Set down each record that follows exactly. Drop the images.

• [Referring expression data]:
•••••

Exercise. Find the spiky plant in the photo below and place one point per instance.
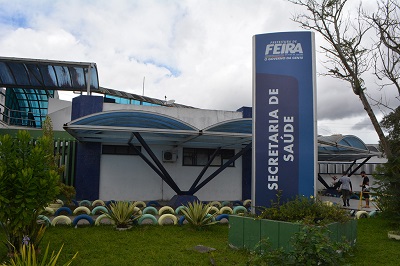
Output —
(123, 213)
(27, 257)
(197, 214)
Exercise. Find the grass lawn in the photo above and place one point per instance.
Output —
(174, 245)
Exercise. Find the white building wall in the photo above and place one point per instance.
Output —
(130, 178)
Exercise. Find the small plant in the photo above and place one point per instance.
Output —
(27, 257)
(122, 213)
(197, 214)
(311, 246)
(67, 193)
(304, 210)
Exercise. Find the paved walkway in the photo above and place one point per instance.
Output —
(354, 203)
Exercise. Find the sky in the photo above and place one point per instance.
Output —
(196, 52)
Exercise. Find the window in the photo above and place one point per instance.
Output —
(120, 150)
(200, 157)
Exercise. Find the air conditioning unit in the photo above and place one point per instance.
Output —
(170, 156)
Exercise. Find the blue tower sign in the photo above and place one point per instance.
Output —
(284, 127)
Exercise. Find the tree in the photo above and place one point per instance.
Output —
(28, 182)
(347, 57)
(388, 174)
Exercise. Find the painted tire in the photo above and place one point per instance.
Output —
(147, 216)
(45, 219)
(361, 214)
(373, 213)
(165, 209)
(99, 209)
(181, 220)
(237, 203)
(142, 204)
(151, 210)
(216, 204)
(84, 217)
(100, 218)
(226, 209)
(136, 211)
(354, 196)
(167, 216)
(59, 218)
(238, 209)
(63, 209)
(49, 210)
(82, 209)
(226, 203)
(98, 203)
(212, 210)
(246, 202)
(222, 216)
(109, 202)
(153, 203)
(178, 210)
(86, 203)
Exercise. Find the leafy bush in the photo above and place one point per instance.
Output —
(304, 210)
(122, 213)
(197, 214)
(27, 257)
(28, 182)
(312, 246)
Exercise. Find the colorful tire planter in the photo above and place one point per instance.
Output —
(247, 232)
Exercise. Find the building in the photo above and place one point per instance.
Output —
(122, 146)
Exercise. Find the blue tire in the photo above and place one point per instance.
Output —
(63, 209)
(86, 203)
(83, 216)
(151, 210)
(148, 216)
(153, 203)
(99, 209)
(222, 216)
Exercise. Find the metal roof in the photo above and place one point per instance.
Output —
(158, 129)
(47, 74)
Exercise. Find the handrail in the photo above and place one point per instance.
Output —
(11, 118)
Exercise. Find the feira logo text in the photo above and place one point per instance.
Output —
(283, 50)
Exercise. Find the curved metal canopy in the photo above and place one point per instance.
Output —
(47, 74)
(158, 129)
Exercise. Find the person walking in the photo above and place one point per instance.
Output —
(346, 188)
(365, 188)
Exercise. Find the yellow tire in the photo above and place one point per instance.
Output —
(167, 216)
(164, 209)
(102, 217)
(226, 209)
(98, 202)
(247, 202)
(82, 209)
(216, 204)
(139, 204)
(62, 218)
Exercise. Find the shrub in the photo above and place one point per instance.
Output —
(122, 213)
(311, 246)
(304, 210)
(28, 182)
(197, 214)
(28, 257)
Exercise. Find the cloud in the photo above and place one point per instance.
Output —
(198, 53)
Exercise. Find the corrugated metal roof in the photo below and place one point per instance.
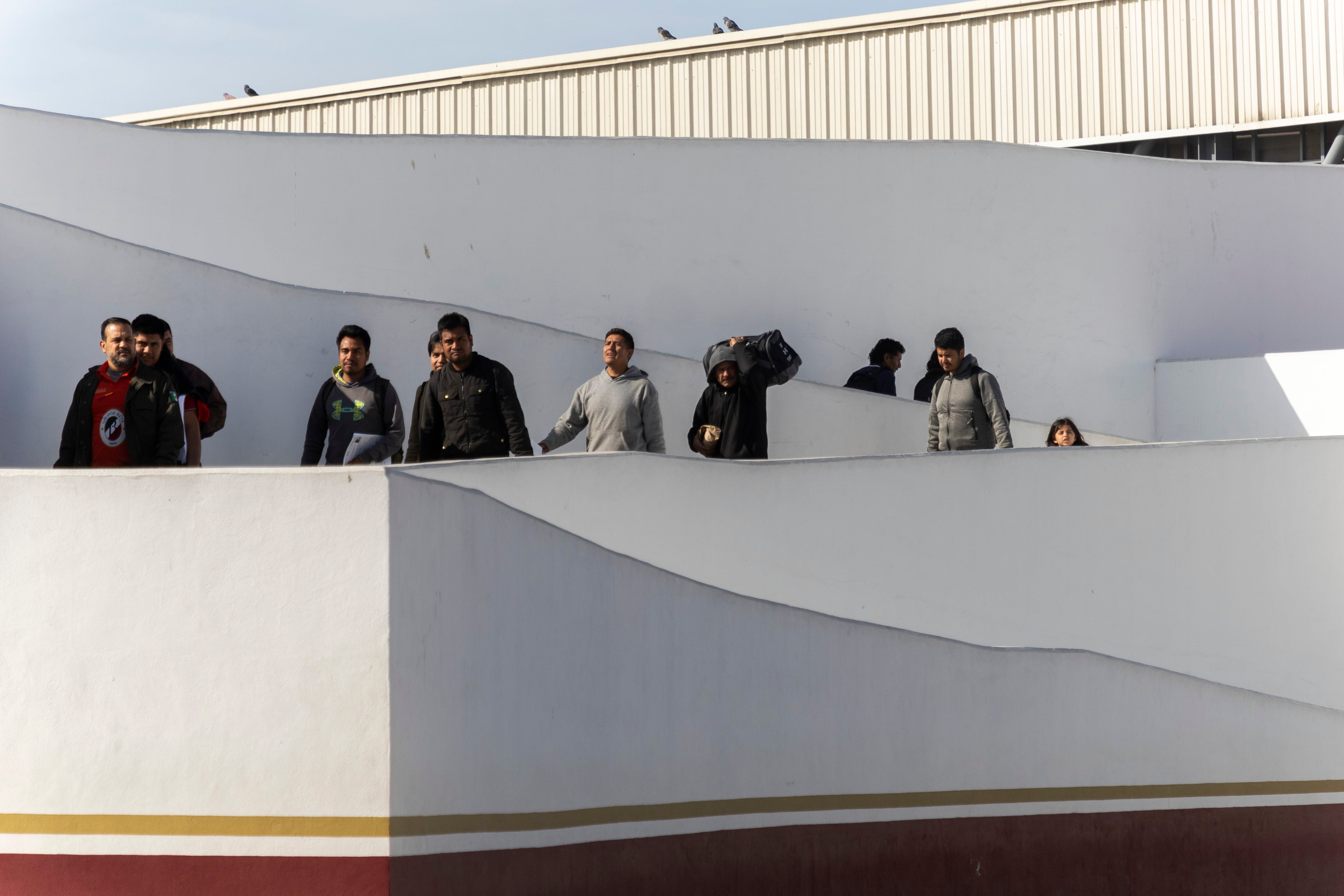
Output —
(1064, 73)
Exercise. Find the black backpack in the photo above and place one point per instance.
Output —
(769, 350)
(865, 378)
(380, 397)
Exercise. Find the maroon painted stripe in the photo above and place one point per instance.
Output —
(1285, 851)
(27, 875)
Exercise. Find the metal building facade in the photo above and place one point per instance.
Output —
(1073, 73)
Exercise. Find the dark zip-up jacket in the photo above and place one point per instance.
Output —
(421, 445)
(475, 413)
(154, 422)
(740, 412)
(206, 391)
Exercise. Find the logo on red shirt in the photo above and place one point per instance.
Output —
(112, 429)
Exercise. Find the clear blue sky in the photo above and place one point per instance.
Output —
(91, 58)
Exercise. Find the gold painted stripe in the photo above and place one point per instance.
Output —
(197, 825)
(432, 825)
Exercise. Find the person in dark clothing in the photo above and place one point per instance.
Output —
(151, 353)
(733, 405)
(475, 412)
(933, 373)
(204, 389)
(421, 445)
(881, 374)
(123, 413)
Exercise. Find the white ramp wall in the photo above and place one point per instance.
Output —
(269, 346)
(396, 664)
(1220, 561)
(1240, 398)
(1070, 272)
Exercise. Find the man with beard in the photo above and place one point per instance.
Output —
(123, 413)
(476, 412)
(150, 334)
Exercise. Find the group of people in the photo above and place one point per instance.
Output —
(143, 406)
(967, 408)
(147, 408)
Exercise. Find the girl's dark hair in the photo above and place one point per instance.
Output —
(1058, 425)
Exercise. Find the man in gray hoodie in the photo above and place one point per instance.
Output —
(355, 401)
(619, 406)
(967, 409)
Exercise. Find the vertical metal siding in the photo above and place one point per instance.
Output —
(1064, 72)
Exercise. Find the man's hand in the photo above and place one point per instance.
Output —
(699, 445)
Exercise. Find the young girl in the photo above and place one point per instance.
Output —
(1064, 433)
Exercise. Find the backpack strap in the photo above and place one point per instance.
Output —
(381, 397)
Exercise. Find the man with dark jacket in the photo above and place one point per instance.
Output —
(967, 412)
(124, 413)
(355, 402)
(881, 374)
(476, 412)
(204, 389)
(421, 445)
(733, 403)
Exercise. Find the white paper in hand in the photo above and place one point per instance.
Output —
(360, 444)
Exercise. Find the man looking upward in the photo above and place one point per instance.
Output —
(619, 406)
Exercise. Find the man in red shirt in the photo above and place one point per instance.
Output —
(123, 413)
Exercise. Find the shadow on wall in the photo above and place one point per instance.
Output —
(1240, 398)
(271, 346)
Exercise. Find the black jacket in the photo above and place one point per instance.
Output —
(740, 412)
(475, 413)
(154, 422)
(422, 444)
(206, 391)
(924, 389)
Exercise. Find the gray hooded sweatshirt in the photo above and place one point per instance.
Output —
(345, 409)
(967, 412)
(620, 413)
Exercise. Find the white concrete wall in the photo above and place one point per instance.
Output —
(1220, 561)
(390, 645)
(269, 347)
(1069, 272)
(167, 648)
(1264, 397)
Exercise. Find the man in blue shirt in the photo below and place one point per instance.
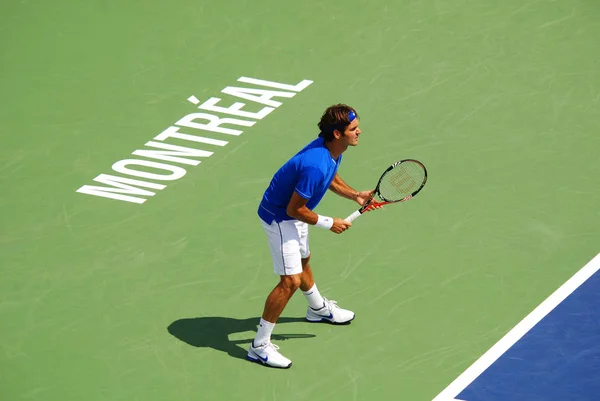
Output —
(286, 212)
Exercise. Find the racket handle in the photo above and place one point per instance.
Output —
(353, 216)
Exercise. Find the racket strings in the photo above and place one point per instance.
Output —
(401, 181)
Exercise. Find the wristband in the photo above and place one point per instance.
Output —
(324, 222)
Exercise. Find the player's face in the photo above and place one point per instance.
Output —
(352, 132)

•••••

• [FINAL ANSWER]:
Exercise. Find the spiky plant in the photo below and place one point per instance.
Output —
(123, 213)
(27, 257)
(197, 214)
Exercise. Find the grass lawn in the photo above and place one point per instance.
Output —
(174, 245)
Exercise. Find the white building wall in the photo above and place one point per instance.
Output —
(130, 178)
Exercise. Find the small plant in the photo above and place one point per instance.
Output —
(27, 257)
(122, 213)
(197, 214)
(311, 246)
(67, 193)
(304, 210)
Exercise. Find the paved walkway in the photo above and place one point per instance.
Output —
(354, 203)
Exercise. Find the sky in the photo above and place one point per instance.
Output —
(196, 52)
Exercise. Find the window in the photo above and place one point per instance.
Output —
(120, 150)
(200, 157)
Exercise. Find the air conditioning unit in the photo above and place one point per instance.
Output —
(170, 156)
Exercise. Find the blue tower sign in the photo above and place one point per instance.
Output —
(284, 127)
Exercise. Find the tree in the photo above and place one point per instance.
Output —
(28, 182)
(347, 57)
(388, 174)
Exercise. Find the painted tire in the photo above and place one point per instance.
Output —
(147, 216)
(45, 219)
(361, 214)
(373, 213)
(165, 209)
(99, 209)
(181, 220)
(237, 203)
(142, 204)
(151, 210)
(216, 204)
(84, 217)
(100, 218)
(226, 209)
(136, 211)
(354, 196)
(167, 216)
(59, 218)
(238, 209)
(63, 209)
(49, 210)
(82, 209)
(226, 203)
(98, 203)
(212, 210)
(246, 202)
(222, 216)
(109, 202)
(153, 203)
(178, 210)
(86, 203)
Exercise. Find the leafy bush in the photo above and place one point per instance.
Output —
(304, 210)
(122, 213)
(197, 214)
(27, 257)
(28, 182)
(312, 246)
Exercise. Find the colorful tire planter in the photo above and place one point per instance.
Output —
(247, 232)
Exercise. Find the building in the photo above and place one point per instance.
Output —
(122, 146)
Exercise. Find the blue tire in the photo above and place one point per instance.
Output —
(63, 209)
(86, 203)
(83, 216)
(151, 210)
(148, 216)
(153, 203)
(99, 209)
(222, 216)
Exercise. Find the metal roof in the photo above and place one point per instance.
Output —
(158, 129)
(47, 74)
Exercise. Find the handrail in the photo above and place one point per instance.
Output —
(11, 118)
Exercise. Find the feira logo text in the photo above and place one point per instance.
Output —
(283, 50)
Exercise. Find the curved metal canopy in the photo above and place one point per instance.
Output —
(47, 74)
(158, 129)
Exercise. Find the person walking in the photo above and place one point per instance.
Output —
(346, 188)
(365, 188)
Exercise. Find the yellow tire in the photo above and place one point per instance.
Output —
(167, 216)
(164, 209)
(102, 217)
(226, 209)
(98, 202)
(247, 202)
(82, 209)
(216, 204)
(139, 204)
(62, 218)
Exercise. Find the shrub in the photo above and place one point per instance.
Output —
(122, 213)
(311, 246)
(304, 210)
(28, 182)
(197, 214)
(28, 257)
Exercise. Find the cloud in the photo above and place one point per instance.
Output —
(198, 53)
Exercise. Find the corrugated metal roof in the photo below and place one point per instance.
Output —
(1064, 73)
Exercise. Find the black backpack in the photo above and place one point per instance.
Output —
(769, 350)
(865, 378)
(380, 397)
Exercise. Find the maroon painted stripe in the photo above and place one point per instance.
Output —
(1285, 851)
(27, 875)
Exercise. Find the metal building facade in the photo above and place one point per instance.
Output —
(1073, 73)
Exercise. Find the dark zip-up jacket in the photo above and place one point per instance.
Output —
(421, 445)
(475, 413)
(154, 422)
(740, 412)
(206, 391)
Exercise. Find the logo on red shirt in the photo above and place one point per instance.
Output —
(112, 429)
Exercise. Find the clear blue sky in the photo above and place one point per instance.
Output —
(91, 58)
Exercise. Find the gold painted stripe in the photo above and place one point per instance.
Output —
(197, 825)
(432, 825)
Exercise. Find the person in dark clothing in the photo above and place one point per instance.
Output —
(151, 353)
(733, 405)
(475, 412)
(933, 373)
(204, 389)
(421, 445)
(881, 374)
(123, 413)
Exercise. Find the white ramp wall in the photo above and place one point per instance.
Output —
(269, 346)
(396, 664)
(1220, 561)
(1240, 398)
(1070, 272)
Exercise. Find the man with beard in the photo above and place one point per instance.
Output —
(123, 413)
(476, 412)
(150, 334)
Exercise. Find the group of people in the photo above and place one point per instance.
Output —
(143, 406)
(967, 408)
(147, 408)
Exercise. Find the girl's dark hair in the photo above and place one point per instance.
Output —
(1058, 425)
Exercise. Find the man in gray hoodie in the photo above and place one point per instance.
Output —
(355, 401)
(619, 406)
(967, 409)
Exercise. Find the vertical metal siding in the photo above and place one point per instance.
Output —
(1064, 72)
Exercise. Find the man's hand in the photo above and place one point per instance.
Output —
(699, 445)
Exercise. Find the young girl in the photo above and place one point per instance.
Output —
(1064, 433)
Exercise. Find the backpack strap in the photo above and place one point per instance.
Output —
(381, 397)
Exercise. Find the man with dark jacket in the photo above and place one point per instance.
Output —
(967, 412)
(124, 413)
(355, 402)
(881, 374)
(476, 412)
(204, 389)
(421, 445)
(733, 403)
Exercise. Find the white paper in hand in the photo above and place one point per instance.
Output —
(360, 444)
Exercise. Find the man looking upward in the photo above and place one point per instance.
Output —
(619, 406)
Exercise. Find the man in red shirt in the photo above and place one point per instance.
Output —
(123, 413)
Exercise. Find the shadow on wall in the photo above and place one point per instance.
Output —
(1240, 398)
(271, 346)
Exercise. Find the black jacket in the photo above and place one point per instance.
Output —
(740, 412)
(475, 413)
(154, 422)
(422, 444)
(206, 391)
(924, 389)
Exercise. Find the gray hooded sweatshirt in the photo above and place one point per instance.
Output —
(345, 409)
(967, 412)
(620, 413)
Exercise. Find the white concrete wall in the photo above and place one point per instance.
Output —
(1220, 561)
(390, 645)
(269, 347)
(1069, 272)
(167, 648)
(1264, 397)
Exercise. Find the man in blue shirt in the photo below and place one point per instance.
Output —
(286, 212)
Exercise. Find the racket handle in the photo above and place one point per instance.
Output —
(353, 216)
Exercise. Find the racket strings in the photo above and place one point per instance.
Output —
(401, 181)
Exercise. Find the wristband in the photo above and place one point per instance.
Output —
(324, 222)
Exercise. Find the player's face in the photo above and place one point per instance.
Output —
(352, 132)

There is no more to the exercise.